◆ **Directions**
Pick out every line in the records below that contains the word "white", and copy each one in full.

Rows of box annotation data
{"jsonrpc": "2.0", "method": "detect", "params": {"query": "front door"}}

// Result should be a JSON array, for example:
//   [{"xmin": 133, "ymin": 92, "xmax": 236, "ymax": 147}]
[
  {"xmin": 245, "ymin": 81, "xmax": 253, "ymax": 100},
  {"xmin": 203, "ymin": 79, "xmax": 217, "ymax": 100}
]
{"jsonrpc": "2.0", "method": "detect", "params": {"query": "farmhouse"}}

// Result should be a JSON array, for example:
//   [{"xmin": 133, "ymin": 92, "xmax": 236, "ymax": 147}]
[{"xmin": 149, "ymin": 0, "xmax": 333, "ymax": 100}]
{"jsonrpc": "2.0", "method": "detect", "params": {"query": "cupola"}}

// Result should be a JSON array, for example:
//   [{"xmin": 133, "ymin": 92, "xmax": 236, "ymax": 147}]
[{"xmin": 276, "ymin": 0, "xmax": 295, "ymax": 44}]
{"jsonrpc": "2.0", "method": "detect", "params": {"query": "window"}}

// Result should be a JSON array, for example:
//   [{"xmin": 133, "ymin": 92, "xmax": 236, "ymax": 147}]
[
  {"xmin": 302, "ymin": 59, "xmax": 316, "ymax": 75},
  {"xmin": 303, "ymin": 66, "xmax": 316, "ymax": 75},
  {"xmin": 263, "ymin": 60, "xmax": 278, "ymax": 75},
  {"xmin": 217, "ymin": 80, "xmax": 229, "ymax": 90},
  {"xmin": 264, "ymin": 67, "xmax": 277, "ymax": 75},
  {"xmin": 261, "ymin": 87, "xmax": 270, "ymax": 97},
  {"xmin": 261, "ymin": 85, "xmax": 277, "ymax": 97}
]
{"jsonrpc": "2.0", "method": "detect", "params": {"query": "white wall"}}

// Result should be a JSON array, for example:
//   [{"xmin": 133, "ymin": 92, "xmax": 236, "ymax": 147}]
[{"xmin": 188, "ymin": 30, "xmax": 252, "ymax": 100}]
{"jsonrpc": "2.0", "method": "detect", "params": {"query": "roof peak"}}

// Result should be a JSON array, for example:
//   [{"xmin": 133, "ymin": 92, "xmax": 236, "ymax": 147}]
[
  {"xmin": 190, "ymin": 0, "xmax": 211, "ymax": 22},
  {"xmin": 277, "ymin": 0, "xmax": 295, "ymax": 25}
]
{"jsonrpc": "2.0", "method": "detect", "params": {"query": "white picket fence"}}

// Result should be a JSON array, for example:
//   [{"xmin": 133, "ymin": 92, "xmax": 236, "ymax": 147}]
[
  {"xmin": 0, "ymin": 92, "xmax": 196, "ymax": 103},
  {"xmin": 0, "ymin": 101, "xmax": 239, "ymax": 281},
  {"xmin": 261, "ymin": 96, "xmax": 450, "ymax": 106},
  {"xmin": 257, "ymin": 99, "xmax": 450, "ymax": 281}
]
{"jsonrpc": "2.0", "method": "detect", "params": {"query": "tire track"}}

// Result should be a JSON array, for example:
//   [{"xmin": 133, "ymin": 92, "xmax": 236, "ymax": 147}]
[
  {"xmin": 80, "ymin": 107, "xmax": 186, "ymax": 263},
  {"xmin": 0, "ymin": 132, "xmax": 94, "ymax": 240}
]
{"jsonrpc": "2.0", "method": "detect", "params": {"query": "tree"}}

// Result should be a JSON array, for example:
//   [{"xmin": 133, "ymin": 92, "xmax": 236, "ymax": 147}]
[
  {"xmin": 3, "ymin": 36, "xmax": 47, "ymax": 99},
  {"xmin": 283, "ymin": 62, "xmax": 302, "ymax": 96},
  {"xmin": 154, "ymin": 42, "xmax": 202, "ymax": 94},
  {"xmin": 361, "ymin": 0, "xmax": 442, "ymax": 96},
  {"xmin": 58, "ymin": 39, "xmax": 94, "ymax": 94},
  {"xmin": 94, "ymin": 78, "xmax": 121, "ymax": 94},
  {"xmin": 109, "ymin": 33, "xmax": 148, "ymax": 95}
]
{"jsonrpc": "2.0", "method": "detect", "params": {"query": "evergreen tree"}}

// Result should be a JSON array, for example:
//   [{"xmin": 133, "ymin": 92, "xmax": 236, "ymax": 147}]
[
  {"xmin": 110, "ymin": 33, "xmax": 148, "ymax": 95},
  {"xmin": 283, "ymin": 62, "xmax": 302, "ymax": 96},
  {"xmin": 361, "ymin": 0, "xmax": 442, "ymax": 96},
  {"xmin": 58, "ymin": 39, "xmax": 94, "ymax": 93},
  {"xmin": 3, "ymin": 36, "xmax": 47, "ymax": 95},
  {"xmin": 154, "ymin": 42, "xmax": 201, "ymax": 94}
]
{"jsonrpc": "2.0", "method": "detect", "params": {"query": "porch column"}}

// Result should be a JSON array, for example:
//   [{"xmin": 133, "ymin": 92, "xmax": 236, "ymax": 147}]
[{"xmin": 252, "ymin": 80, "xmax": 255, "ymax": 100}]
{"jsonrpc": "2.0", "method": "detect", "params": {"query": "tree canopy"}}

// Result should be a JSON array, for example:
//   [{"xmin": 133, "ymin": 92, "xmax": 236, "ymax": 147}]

◆ **Written reply**
{"jsonrpc": "2.0", "method": "detect", "params": {"query": "white wall"}}
{"jsonrpc": "2.0", "method": "detect", "params": {"query": "white picket fence"}}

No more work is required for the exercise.